▶ [What to do] Output exactly, please, the lines of the records below from the one containing "Pick out the grey waste" through the final line.

▶ [The records]
==================================================

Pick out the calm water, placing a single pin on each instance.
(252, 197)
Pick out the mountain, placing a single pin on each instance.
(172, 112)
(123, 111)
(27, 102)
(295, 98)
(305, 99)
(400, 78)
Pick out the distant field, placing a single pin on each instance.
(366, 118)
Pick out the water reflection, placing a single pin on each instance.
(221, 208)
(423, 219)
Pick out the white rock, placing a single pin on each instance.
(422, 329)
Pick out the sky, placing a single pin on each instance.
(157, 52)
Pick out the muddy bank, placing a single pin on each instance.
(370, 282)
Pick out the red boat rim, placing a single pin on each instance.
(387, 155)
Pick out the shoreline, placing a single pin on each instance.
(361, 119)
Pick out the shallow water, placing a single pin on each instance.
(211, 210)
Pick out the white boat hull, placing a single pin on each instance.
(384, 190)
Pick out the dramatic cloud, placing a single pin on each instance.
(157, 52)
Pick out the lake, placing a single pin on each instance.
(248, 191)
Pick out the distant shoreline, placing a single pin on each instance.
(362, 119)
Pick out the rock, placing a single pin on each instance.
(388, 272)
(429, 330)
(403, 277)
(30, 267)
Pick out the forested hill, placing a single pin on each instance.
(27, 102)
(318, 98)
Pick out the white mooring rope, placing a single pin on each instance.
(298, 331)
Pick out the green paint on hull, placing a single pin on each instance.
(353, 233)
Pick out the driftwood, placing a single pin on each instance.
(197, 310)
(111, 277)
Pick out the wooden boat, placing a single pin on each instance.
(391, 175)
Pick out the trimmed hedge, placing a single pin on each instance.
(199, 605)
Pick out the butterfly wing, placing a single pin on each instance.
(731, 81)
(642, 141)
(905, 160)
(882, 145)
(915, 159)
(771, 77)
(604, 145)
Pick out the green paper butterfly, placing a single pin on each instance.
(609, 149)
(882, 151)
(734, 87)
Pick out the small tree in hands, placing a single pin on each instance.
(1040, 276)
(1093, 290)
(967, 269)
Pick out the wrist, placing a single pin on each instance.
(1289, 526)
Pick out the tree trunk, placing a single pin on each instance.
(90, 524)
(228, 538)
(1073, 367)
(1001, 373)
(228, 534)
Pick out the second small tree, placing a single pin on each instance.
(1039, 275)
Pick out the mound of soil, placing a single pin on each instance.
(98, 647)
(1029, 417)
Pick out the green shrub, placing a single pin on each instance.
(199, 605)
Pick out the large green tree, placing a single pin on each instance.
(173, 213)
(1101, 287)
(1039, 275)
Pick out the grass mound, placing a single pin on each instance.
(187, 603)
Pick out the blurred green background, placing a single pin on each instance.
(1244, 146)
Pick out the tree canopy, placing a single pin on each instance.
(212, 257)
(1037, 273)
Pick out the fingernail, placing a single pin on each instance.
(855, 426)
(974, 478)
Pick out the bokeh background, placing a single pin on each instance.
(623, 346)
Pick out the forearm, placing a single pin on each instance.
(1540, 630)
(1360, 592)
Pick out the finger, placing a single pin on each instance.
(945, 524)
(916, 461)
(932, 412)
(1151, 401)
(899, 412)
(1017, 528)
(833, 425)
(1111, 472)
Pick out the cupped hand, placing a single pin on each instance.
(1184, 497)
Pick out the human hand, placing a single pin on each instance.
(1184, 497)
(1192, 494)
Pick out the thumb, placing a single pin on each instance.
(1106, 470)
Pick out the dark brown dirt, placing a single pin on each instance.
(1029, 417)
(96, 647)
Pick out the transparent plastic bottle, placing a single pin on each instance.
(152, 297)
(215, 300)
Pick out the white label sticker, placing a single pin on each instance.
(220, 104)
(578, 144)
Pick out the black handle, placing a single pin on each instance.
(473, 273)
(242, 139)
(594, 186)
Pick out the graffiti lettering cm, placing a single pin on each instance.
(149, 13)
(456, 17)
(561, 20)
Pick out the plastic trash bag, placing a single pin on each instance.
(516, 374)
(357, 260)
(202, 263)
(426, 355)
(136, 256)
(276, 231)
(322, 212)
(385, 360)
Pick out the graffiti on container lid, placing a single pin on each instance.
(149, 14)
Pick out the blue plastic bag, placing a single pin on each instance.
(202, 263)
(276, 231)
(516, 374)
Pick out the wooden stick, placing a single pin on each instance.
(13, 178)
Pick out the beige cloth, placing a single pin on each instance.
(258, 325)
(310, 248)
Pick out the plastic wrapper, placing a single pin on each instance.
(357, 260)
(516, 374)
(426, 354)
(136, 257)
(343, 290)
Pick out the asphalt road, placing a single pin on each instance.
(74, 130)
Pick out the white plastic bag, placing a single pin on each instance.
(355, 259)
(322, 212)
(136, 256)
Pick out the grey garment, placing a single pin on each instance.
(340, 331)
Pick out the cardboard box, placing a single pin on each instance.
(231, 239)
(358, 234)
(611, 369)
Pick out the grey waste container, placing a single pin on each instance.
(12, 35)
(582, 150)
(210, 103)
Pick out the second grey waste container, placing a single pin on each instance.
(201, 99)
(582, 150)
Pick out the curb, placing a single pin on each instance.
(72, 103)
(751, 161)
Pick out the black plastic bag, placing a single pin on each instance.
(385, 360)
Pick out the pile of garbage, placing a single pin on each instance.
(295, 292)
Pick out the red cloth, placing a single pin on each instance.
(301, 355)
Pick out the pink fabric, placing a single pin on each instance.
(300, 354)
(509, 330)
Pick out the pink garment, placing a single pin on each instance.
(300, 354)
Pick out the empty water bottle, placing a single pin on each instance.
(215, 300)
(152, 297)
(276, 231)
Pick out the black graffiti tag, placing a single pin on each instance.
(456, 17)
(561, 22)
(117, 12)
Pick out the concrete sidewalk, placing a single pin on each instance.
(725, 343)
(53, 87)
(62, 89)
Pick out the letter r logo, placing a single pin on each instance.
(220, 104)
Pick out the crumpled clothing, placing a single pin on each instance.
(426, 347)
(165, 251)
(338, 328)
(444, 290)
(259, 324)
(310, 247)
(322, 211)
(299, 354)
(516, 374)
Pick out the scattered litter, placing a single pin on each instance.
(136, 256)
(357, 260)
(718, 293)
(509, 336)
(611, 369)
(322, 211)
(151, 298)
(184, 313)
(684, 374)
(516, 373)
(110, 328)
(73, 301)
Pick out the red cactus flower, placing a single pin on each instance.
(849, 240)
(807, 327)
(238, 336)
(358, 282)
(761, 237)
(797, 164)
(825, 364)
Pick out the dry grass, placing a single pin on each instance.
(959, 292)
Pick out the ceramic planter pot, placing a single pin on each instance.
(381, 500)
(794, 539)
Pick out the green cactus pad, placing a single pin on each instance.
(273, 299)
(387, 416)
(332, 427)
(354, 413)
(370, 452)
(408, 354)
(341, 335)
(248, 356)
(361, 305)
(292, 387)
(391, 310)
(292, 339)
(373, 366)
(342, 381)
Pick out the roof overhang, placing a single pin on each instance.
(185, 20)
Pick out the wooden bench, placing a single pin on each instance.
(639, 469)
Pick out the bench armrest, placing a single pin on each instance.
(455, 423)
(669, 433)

==================================================

▶ [Response to this exercise]
Pick out the grey waste container, placing a single pin on each instance.
(12, 35)
(582, 150)
(210, 103)
Pick out the second grey waste container, placing a single pin on each instance.
(201, 99)
(582, 150)
Pick out the curb, placing a single pin on each instance.
(72, 103)
(751, 161)
Pick out the black plastic bag, placing a single pin on each instance.
(385, 360)
Pick out the pile of garbage, placing a single pin on each instance.
(295, 292)
Pick out the red cloth, placing a single pin on each instance.
(301, 355)
Pick out the pink fabric, placing a single pin on each instance.
(300, 354)
(509, 330)
Pick out the pink garment, placing a single pin on each instance.
(300, 354)
Pick out the empty water bottle, placing a single pin on each instance.
(215, 300)
(152, 297)
(276, 231)
Pick out the black graffiti tag, placing a single pin on each instance.
(456, 17)
(561, 22)
(117, 12)
Pick out the concrete sidewalk, placing a single pin on each instance.
(725, 343)
(53, 87)
(62, 89)
Pick out the letter r logo, placing a single pin on each instance.
(220, 104)
Pick out the crumpled clothing, placing a single pin on each instance.
(426, 347)
(165, 251)
(338, 328)
(444, 290)
(259, 324)
(310, 247)
(322, 211)
(299, 354)
(516, 374)
Pick out the scattered litter, placing a single pin on each instance.
(136, 256)
(357, 260)
(718, 293)
(509, 336)
(611, 369)
(322, 211)
(151, 298)
(184, 313)
(684, 374)
(516, 373)
(110, 328)
(73, 301)
Pick out the red cactus flower, placing a single pin on each instance.
(849, 240)
(807, 327)
(238, 336)
(358, 282)
(761, 237)
(797, 164)
(825, 364)
Pick out the dry grass, placing a single pin on each instance.
(959, 292)
Pick out the ceramic planter pot, placing a single pin on each instance.
(381, 500)
(794, 539)
Pick out the green cactus pad, placing a single pin on each instance.
(273, 299)
(387, 416)
(332, 427)
(354, 413)
(370, 452)
(408, 354)
(341, 335)
(248, 356)
(361, 305)
(292, 387)
(391, 310)
(292, 339)
(373, 366)
(342, 381)
Pick out the roof overhang, placing a single pin on each instance.
(185, 20)
Pick out the wooden bench, placing a single pin on each instance.
(639, 469)
Pick out the bench armrest, placing a single pin on each instance.
(455, 423)
(669, 433)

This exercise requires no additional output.